About this exercise - Reproduce the part of the feature rollout guide starting at "app/checkout/page.tsx" and ending at "back to 0%.", word for word.

──────── Extract provided

Ship a feature to a slice of users and dial it up over time. You evaluate a flag on the server with the server SDK using an ssk_ key, and you control the percentage in the flag’s environment config with a weighted rollout. No redeploy needed to change the percentage.

  • A feature flag exists (for example new_checkout). See flags.
  • You have a server SDK key ssk_live_…. Keep it server-only, never ship it to the browser.
  1. Install
    npm install @statskit/sdk
    lib/statskit.ts
    import { StatsKitServerClient } from "@statskit/sdk";
    export const statskit = new StatsKitServerClient({
    apiKey: process.env.VERSUCH_SERVER_KEY!, // ssk_live_…
    });

    Put the key in an env var, not in source. In Next.js an un-prefixed env var (VERSUCH_SERVER_KEY, not NEXT_PUBLIC_…) stays server-side.

  2. Evaluate against a stable unit, the signed-in user’s id. Because assignment is deterministic on that unit, a user stays on the same side of the rollout across requests.

    app/checkout/page.tsx
    import { statskit } from "@/lib/statskit";
    import { NewCheckout } from "./new-checkout";
    import { LegacyCheckout } from "./legacy-checkout";
    import { getUser } from "@/lib/auth";
    export default async function CheckoutPage() {
    const user = await getUser();
    const useNew = await statskit.isEnabled("new_checkout", user.id);
    return useNew ? <NewCheckout /> : <LegacyCheckout />;
    }
  3. In the flag’s environment config, set the rollout for new_checkout to a small slice, say 10%. This is a percentage rollout keyed on the same unit, so 10% of users get the flag on and stay on. See targeting.

  4. Watch your metrics, then raise the rollout percentage: 10% → 25% → 50% → 100%. Because the config lives in StatsKit, changing the percentage takes effect without redeploying your Next.js app. If something looks wrong, drop it back to 0%.

────────────────
──────── Data shown

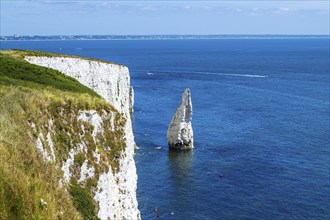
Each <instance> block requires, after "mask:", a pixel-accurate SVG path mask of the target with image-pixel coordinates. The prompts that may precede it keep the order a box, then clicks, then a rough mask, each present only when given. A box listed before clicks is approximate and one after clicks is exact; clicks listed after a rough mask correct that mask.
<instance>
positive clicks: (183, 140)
mask: <svg viewBox="0 0 330 220" xmlns="http://www.w3.org/2000/svg"><path fill="white" fill-rule="evenodd" d="M191 121H192V103H191V95H190V90H189V89H185V90H184V92H183V94H182V99H181V102H180V105H179V106H178V108H177V110H176V112H175V114H174V116H173V118H172V121H171V124H170V126H169V127H168V131H167V141H168V146H169V148H170V149H182V150H184V149H192V148H194V138H193V130H192V126H191Z"/></svg>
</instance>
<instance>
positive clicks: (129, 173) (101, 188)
mask: <svg viewBox="0 0 330 220" xmlns="http://www.w3.org/2000/svg"><path fill="white" fill-rule="evenodd" d="M25 60H26V61H28V62H30V63H32V64H36V65H40V66H44V67H48V68H52V69H55V70H58V71H60V72H61V73H63V74H66V75H68V76H71V77H73V78H75V79H77V80H78V81H79V82H80V83H82V84H84V85H86V86H87V87H89V88H91V89H92V90H94V91H95V92H97V93H98V94H99V95H100V96H101V97H103V98H104V99H105V100H107V101H108V102H109V103H110V104H111V105H112V106H113V107H114V108H115V109H116V110H117V111H118V112H119V114H120V118H123V119H124V121H123V123H122V126H123V134H124V135H123V137H122V138H123V141H124V142H125V145H126V147H125V149H124V150H123V151H122V152H121V154H120V155H115V158H116V160H119V161H118V164H119V167H118V169H117V170H118V172H114V171H113V169H112V168H111V166H110V164H109V169H105V171H104V172H102V173H99V174H98V175H97V179H96V180H95V181H96V182H97V184H96V187H95V188H94V191H93V194H94V200H95V201H96V202H97V206H98V217H99V218H100V219H140V212H139V210H138V204H137V199H136V187H137V174H136V167H135V162H134V158H133V157H134V147H135V142H134V136H133V130H132V123H131V117H130V112H131V111H133V104H134V103H133V101H134V96H133V95H134V93H133V88H132V87H131V86H130V76H129V71H128V68H127V67H125V66H122V65H117V64H111V63H106V62H100V61H93V60H87V59H82V58H71V57H52V56H51V57H39V56H29V57H25ZM102 114H103V113H102ZM102 114H100V113H97V112H95V111H90V112H80V113H79V115H77V116H76V117H78V119H79V121H83V122H86V123H89V124H91V125H92V126H93V128H94V129H93V133H92V134H91V135H92V138H93V141H94V142H92V145H93V143H95V146H85V145H84V144H81V145H79V146H78V147H76V149H71V150H70V152H69V157H68V158H67V159H66V160H64V161H63V162H62V170H63V172H64V177H63V182H64V183H65V182H68V181H69V180H70V178H71V176H72V175H70V170H72V166H73V160H74V157H76V155H77V154H79V153H81V152H85V151H87V150H86V149H94V151H93V152H92V155H95V160H96V161H97V160H98V159H97V158H99V157H100V156H99V152H98V147H97V146H96V145H99V143H101V142H100V140H98V138H99V137H100V135H101V136H102V134H104V133H105V132H106V131H105V130H104V126H105V125H106V124H110V125H109V128H108V129H110V130H111V129H117V128H114V127H113V125H114V123H116V122H114V118H116V117H115V115H111V114H110V115H109V114H105V113H104V114H103V115H102ZM114 114H115V113H114ZM118 117H119V116H118ZM102 126H103V127H102ZM118 129H119V128H118ZM41 138H43V139H45V138H44V137H41ZM109 147H110V148H111V147H112V146H103V148H104V149H107V148H109ZM46 156H47V155H46ZM48 157H49V158H51V159H52V156H48ZM48 157H47V158H48ZM95 163H96V162H95ZM87 164H90V162H89V161H88V162H86V163H85V162H84V163H83V164H82V167H81V173H82V176H81V178H80V179H79V180H78V182H79V181H84V180H85V179H88V178H91V176H93V175H92V174H93V172H94V171H93V170H94V168H93V167H87Z"/></svg>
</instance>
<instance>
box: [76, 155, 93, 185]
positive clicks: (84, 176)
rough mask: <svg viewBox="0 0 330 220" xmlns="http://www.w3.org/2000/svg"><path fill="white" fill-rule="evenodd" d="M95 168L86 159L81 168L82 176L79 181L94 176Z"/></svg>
mask: <svg viewBox="0 0 330 220" xmlns="http://www.w3.org/2000/svg"><path fill="white" fill-rule="evenodd" d="M94 172H95V168H94V167H89V166H88V160H85V161H84V163H83V165H82V166H81V168H80V178H79V180H78V182H83V181H85V180H87V179H89V178H92V177H94Z"/></svg>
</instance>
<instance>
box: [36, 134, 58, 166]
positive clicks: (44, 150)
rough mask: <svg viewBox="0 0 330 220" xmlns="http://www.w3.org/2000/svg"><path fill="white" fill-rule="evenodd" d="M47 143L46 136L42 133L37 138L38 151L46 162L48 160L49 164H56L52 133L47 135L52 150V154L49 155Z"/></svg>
mask: <svg viewBox="0 0 330 220" xmlns="http://www.w3.org/2000/svg"><path fill="white" fill-rule="evenodd" d="M45 143H46V142H45V138H44V135H43V134H42V133H40V134H39V135H38V138H37V149H38V150H39V152H40V153H41V155H42V157H43V158H44V160H47V161H49V162H54V161H55V154H54V148H53V141H52V139H51V136H50V133H48V135H47V143H48V145H49V148H50V153H48V151H47V148H46V146H45Z"/></svg>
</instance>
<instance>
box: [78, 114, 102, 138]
mask: <svg viewBox="0 0 330 220" xmlns="http://www.w3.org/2000/svg"><path fill="white" fill-rule="evenodd" d="M78 120H82V121H85V122H88V123H90V124H91V125H93V127H94V129H93V133H92V136H93V138H95V137H96V135H97V134H98V133H102V131H103V129H102V118H101V116H99V114H97V112H96V111H95V110H90V111H79V116H78Z"/></svg>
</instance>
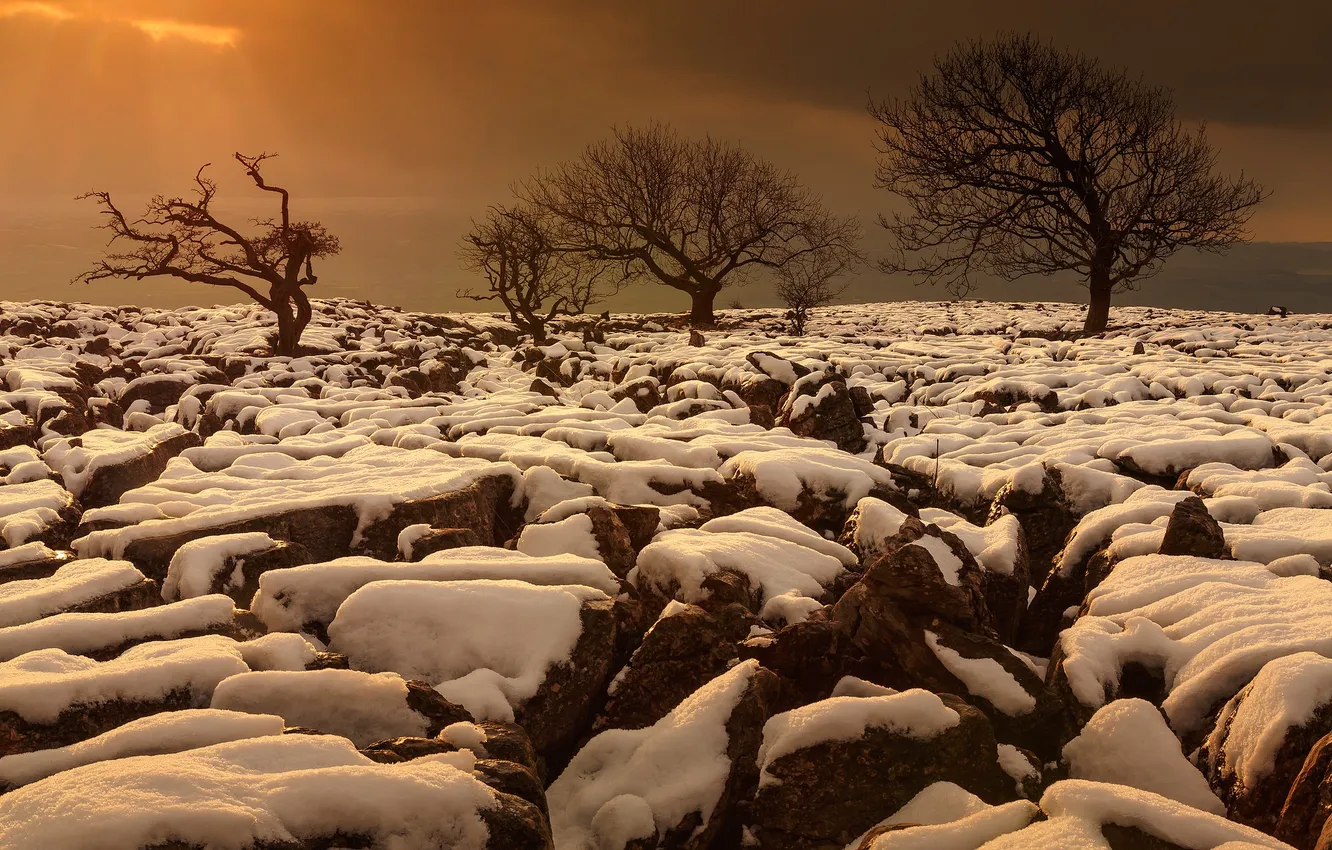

────────────────

Written solution -
app/checkout/page.tsx
    import { statskit } from "@/lib/statskit";
    import { NewCheckout } from "./new-checkout";
    import { LegacyCheckout } from "./legacy-checkout";
    import { getUser } from "@/lib/auth";
    export default async function CheckoutPage() {
    const user = await getUser();
    const useNew = await statskit.isEnabled("new_checkout", user.id);
    return useNew ? <NewCheckout /> : <LegacyCheckout />;
    }
  3. In the flag’s environment config, set the rollout for new_checkout to a small slice, say 10%. This is a percentage rollout keyed on the same unit, so 10% of users get the flag on and stay on. See targeting.

  4. Watch your metrics, then raise the rollout percentage: 10% → 25% → 50% → 100%. Because the config lives in StatsKit, changing the percentage takes effect without redeploying your Next.js app. If something looks wrong, drop it back to 0%.